(Beginning of Entries shown)
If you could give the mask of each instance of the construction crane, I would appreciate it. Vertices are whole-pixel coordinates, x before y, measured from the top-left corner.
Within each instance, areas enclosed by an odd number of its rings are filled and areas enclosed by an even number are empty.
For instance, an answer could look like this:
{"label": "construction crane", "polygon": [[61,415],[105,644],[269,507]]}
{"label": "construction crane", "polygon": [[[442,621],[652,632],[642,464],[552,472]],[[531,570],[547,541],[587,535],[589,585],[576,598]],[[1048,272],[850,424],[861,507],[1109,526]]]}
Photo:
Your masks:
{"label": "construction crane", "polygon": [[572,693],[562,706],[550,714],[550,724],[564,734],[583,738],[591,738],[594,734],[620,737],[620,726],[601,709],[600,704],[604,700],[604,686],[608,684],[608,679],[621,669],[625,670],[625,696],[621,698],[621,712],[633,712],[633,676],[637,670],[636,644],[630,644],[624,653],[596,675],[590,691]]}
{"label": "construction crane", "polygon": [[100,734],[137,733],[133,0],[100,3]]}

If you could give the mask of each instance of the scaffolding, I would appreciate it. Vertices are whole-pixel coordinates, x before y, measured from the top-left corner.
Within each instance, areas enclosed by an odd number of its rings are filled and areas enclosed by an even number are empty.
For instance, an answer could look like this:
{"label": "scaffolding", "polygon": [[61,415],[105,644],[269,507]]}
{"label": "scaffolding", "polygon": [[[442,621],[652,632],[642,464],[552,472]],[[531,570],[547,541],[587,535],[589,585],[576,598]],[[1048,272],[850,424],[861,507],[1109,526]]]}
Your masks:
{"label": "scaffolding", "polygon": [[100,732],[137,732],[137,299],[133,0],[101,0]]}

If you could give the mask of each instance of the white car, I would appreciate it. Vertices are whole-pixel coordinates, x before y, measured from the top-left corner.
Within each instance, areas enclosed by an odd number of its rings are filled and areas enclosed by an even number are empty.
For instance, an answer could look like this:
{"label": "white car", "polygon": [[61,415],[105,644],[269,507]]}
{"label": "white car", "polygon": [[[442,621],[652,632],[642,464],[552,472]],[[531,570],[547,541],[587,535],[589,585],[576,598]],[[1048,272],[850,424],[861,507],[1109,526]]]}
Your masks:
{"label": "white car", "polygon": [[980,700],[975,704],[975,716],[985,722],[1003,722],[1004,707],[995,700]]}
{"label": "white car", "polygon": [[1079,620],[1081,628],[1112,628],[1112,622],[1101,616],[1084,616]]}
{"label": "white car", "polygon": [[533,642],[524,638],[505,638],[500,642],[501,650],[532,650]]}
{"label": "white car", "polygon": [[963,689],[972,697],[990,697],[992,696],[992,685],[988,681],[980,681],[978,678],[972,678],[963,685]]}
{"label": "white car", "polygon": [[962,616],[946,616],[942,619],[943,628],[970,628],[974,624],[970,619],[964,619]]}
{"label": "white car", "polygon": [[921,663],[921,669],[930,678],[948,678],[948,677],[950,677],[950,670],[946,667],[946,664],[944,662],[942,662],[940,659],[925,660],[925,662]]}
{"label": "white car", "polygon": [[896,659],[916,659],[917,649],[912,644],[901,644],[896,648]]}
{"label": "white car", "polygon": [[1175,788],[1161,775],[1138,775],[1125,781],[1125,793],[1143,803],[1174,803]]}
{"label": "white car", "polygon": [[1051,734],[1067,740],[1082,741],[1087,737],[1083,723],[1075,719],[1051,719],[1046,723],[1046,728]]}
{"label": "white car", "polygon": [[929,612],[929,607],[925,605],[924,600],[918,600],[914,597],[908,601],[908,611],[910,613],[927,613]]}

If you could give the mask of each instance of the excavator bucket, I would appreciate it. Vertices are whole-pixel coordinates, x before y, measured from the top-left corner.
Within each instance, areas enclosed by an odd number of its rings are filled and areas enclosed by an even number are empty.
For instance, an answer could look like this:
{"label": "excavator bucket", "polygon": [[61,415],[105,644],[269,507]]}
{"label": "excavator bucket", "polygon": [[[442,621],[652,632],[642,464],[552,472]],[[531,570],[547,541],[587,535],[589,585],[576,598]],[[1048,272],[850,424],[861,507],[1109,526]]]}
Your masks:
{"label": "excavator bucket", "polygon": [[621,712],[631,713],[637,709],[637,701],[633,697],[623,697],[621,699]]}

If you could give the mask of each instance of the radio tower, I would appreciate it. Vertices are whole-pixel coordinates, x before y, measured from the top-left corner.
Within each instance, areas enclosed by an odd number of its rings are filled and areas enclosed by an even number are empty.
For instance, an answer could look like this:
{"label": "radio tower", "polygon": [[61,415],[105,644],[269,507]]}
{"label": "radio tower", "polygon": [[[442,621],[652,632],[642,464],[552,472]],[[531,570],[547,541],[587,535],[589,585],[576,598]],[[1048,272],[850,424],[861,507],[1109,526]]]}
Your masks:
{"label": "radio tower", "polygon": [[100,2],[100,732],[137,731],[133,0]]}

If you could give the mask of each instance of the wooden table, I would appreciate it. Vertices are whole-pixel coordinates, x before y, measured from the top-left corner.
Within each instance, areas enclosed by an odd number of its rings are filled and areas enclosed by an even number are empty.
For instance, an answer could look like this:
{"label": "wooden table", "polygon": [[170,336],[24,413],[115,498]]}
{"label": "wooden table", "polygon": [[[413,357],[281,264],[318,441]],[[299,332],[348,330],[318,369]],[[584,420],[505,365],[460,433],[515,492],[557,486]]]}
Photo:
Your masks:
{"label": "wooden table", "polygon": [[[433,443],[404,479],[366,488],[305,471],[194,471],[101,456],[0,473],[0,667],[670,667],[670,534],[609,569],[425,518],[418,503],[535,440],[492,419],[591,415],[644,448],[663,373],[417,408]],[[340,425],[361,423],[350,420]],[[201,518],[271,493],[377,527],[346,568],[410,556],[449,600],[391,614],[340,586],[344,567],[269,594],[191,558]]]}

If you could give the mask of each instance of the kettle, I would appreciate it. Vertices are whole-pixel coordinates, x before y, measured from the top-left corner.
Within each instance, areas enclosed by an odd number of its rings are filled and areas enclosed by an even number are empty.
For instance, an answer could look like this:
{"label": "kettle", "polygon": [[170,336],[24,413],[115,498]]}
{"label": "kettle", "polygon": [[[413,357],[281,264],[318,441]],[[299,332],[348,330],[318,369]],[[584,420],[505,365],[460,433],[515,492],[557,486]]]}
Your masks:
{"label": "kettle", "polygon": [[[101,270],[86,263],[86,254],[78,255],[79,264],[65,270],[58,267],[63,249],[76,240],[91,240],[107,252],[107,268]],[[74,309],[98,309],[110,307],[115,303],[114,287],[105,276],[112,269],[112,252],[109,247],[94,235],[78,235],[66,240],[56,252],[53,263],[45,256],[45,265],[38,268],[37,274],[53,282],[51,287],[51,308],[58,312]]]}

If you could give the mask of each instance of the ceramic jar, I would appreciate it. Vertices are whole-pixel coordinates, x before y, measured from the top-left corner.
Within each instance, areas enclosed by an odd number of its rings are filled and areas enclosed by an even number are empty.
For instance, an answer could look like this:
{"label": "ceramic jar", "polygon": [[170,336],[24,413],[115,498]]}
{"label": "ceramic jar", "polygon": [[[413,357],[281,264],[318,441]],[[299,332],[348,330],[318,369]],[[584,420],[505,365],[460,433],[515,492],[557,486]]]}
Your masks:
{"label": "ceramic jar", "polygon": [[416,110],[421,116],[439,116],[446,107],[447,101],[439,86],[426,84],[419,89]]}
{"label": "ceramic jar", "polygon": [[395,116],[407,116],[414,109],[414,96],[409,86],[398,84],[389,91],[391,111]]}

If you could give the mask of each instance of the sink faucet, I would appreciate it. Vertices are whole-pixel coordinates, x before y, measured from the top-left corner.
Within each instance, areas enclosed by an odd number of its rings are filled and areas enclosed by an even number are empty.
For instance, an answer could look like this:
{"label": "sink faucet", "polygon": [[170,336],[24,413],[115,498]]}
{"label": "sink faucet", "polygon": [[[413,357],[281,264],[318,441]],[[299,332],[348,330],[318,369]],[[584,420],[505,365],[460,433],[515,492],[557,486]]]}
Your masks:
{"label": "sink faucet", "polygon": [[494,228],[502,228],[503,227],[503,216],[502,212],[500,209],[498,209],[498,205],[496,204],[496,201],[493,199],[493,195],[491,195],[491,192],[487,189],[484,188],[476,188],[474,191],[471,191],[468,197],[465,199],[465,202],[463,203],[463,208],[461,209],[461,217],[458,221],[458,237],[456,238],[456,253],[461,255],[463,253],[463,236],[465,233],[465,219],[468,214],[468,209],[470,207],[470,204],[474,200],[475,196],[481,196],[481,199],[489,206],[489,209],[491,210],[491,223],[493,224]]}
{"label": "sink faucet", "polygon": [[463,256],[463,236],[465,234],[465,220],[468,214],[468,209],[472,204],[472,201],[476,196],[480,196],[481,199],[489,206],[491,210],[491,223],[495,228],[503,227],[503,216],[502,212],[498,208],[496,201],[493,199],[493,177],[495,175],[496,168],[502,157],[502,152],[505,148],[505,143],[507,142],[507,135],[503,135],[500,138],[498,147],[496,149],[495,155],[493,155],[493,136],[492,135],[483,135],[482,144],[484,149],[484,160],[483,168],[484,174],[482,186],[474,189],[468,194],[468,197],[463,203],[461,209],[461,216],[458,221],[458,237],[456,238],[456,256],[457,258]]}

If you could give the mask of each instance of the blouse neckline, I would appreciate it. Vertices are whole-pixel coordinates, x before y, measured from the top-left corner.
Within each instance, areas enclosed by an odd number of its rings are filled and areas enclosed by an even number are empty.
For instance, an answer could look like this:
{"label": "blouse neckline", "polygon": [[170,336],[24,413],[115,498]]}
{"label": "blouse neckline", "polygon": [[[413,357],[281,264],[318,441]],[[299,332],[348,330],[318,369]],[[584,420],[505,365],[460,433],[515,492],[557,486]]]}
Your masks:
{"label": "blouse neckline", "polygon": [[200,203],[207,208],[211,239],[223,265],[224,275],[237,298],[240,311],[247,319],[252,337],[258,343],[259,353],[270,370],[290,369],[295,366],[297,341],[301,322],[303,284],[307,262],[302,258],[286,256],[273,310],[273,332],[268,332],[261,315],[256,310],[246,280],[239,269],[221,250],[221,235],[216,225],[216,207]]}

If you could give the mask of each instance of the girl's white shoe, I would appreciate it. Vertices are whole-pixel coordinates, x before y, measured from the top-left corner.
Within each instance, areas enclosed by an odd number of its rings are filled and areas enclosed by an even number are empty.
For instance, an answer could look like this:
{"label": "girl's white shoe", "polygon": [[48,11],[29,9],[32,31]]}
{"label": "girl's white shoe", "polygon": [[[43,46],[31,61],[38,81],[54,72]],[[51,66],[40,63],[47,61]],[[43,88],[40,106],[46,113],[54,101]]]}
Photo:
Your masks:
(End of Entries shown)
-- Problem --
Every line holding the string "girl" should be copied here, so please find those lines in the data.

-- Reply --
If you could give the mask of each instance of the girl's white shoe, I would appreciate it. Vertices are whole-pixel coordinates, x before y, measured from the top-left corner.
{"label": "girl's white shoe", "polygon": [[48,11],[29,9],[32,31]]}
{"label": "girl's white shoe", "polygon": [[[43,46],[31,61],[38,81],[54,72]],[[51,66],[40,63],[47,61]],[[43,88],[40,106],[46,113],[54,101]]]}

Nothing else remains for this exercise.